DOCUMENT SECTION.
_ _ _ _
# Data Preprocessing & Resampling

In this notebook, we apply:
1.  **Scaling**: RobustScaler on Amount and Time.
2.  **Splitting**: 80/20 Train/Test split.
3.  **Resampling**: Visualizing SMOTE vs Undersampling.

In [None]:
import pandas as pd
import matplotlib.pyplot as plt
import seaborn as sns
import sys
import os
import importlib

# Add src to path
sys.path.append(os.path.join(os.getcwd(), '..', 'src'))

import load_data
import preprocess
importlib.reload(load_data)
importlib.reload(preprocess)

from load_data import load_data
from preprocess import preprocess_data, get_resampled_data

sns.set_style("whitegrid")

## 1. Load and Split Data

In [None]:
df = load_data()
if df is not None:
    X_train, X_test, y_train, y_test = preprocess_data(df)
_ _ _ _
ACTIONS TO TAKE.
[a] Revise the data preprocessing notebook from "importlib.reload(preprocess)" up to and including "y_test = preprocess_data(df)", putting "prepare_data" in place of "preprocess_data".
[b] Carry on writing the data preprocessing notebook, starting after its last line.

GIVEN MATERIAL.
_ _ _ _
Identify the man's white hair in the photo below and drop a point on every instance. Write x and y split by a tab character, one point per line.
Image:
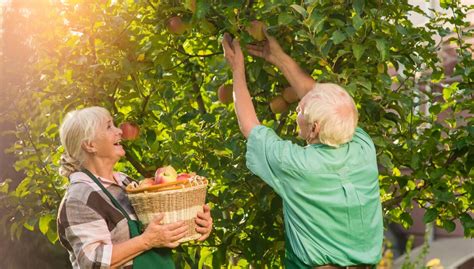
_ _ _ _
ANSWERS TO THE PROBLEMS.
[a]
importlib.reload(preprocess)

from load_data import load_data
from preprocess import prepare_data, get_resampled_data

sns.set_style("whitegrid")

## 1. Load and Split Data

In [None]:
df = load_data()
if df is not None:
    X_train, X_test, y_train, y_test = prepare_data(df)

[b]
    print("Train Shape:", X_train.shape)
    print("Test Shape:", X_test.shape)

## 2. Verify Scaling
We use RobustScaler, so values should be centered around 0 but might have large range due to outliers.

In [None]:
if df is not None:
    fig, ax = plt.subplots(1, 2, figsize=(14, 5))
    
    sns.histplot(X_train['Amount'], bins=50, ax=ax[0])
    ax[0].set_title('Scaled Amount Distribution (Train)')
    
    sns.histplot(X_train['Time'], bins=50, ax=ax[1])
    ax[1].set_title('Scaled Time Distribution (Train)')
    
    plt.show()

## 3. Resampling Visualization
We compare Class Distribution before and after SMOTE/Undersampling.

In [None]:
if df is not None:
    # Apply SMOTE
    X_smote, y_smote = get_resampled_data(X_train, y_train, method='SMOTE')
    
    # Apply Undersampling
    X_under, y_under = get_resampled_data(X_train, y_train, method='Undersampling')
    
    print("Original Train Count:", y_train.value_counts(sort=False).to_dict())
    print("SMOTE Count:", y_smote.value_counts(sort=False).to_dict())
    print("Undersampling Count:", y_under.value_counts(sort=False).to_dict())

    # Plot
    fig, ax = plt.subplots(1, 3, figsize=(18, 5))
    
    sns.countplot(x=y_train, ax=ax[0])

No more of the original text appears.